··· Excerpt ···

Content Enrichment Industry Insights
Number 1 (2016)
Welcome to this first issue of Content Enrichment Industry Insights. Short but informative, our insights delve into how content enrichment is playing a major part in publishers' workflows and what publishing organisations, vendors and suppliers are doing in this space. We also share our expertise and experience on the technology and software and how these can help meet the evolving needs of modern publishers.
Content enrichment is the application of modern content processing techniques like machine learning, AI and natural language processing to add structure, context and metadata to content to make it more useful to humans and computers.
Content enrichment utilises capabilities like entity identification, content classification against a taxonomy and creation of a content item semantic fingerprint. These capabilities can each drive multiple product features like the display of related content items, improved content notifications, taxonomic browse, faceted search, content collections and semantic search. Learn more about content enrichment here.
Making research more discoverable
Content is at the centre of everything a publisher does. Enriching that content delivers significant value across the whole content life cycle. One particular area where the need for content enrichment can add significant value is in enabling the researcher to find and discover the most relevant content to assist in the researcher's workflow. Features that can be enhanced using enrichment techniques are relating articles, subject and context navigation, categorisation of content and identification of entities to provide linking to other relevant content.

···

● Exercises
a) List the product features that the content enrichment newsletter says content enrichment capabilities can drive.
b) Transcribe word for word the part of the content enrichment newsletter that opens with the words containing "Content enrichment utilises" and closes with "content enrichment here.".

··· Recorded data ···

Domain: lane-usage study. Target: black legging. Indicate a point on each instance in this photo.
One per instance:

···
··· Recorded data ···

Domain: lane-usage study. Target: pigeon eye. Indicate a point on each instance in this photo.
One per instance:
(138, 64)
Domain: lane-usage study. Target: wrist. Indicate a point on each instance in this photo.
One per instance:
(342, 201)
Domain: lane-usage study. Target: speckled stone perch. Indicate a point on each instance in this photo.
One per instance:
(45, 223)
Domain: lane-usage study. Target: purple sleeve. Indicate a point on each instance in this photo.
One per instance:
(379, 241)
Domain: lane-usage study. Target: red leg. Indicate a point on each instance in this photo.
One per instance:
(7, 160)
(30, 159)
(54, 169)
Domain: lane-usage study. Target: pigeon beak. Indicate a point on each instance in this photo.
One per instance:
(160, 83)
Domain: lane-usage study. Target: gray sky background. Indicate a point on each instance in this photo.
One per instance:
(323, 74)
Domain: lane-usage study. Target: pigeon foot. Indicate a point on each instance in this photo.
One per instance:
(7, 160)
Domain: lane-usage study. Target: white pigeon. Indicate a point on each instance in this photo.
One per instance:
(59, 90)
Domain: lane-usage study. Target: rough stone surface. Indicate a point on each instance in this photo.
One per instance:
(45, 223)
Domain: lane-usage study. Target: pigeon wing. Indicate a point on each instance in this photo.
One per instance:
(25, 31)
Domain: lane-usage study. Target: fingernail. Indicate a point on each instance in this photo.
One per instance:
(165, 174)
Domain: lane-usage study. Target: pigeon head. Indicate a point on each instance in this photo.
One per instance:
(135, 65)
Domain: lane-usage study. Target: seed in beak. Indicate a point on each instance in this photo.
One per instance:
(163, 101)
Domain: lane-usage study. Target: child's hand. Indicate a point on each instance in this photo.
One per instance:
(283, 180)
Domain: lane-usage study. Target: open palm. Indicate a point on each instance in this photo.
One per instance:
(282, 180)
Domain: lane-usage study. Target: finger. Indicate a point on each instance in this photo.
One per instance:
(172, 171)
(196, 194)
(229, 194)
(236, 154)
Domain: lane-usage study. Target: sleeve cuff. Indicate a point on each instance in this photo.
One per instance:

···
··· Recorded data ···

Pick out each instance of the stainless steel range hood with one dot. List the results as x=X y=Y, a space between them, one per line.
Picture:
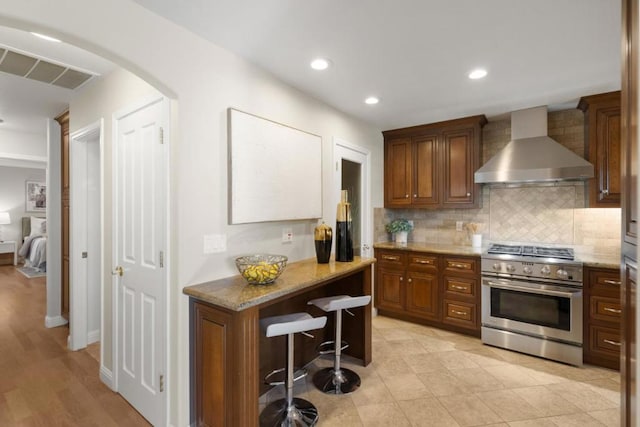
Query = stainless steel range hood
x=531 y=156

···

● Answers in order
a)
- display of related content items
- improved content notifications
- taxonomic browse
- faceted search
- content collections
- semantic search

b)
Content enrichment utilises capabilities like entity identification, content classification against a taxonomy and creation of a content item semantic fingerprint. These capabilities can each drive multiple product features like the display of related content items, improved content notifications, taxonomic browse, faceted search, content collections and semantic search. Learn more about content enrichment here.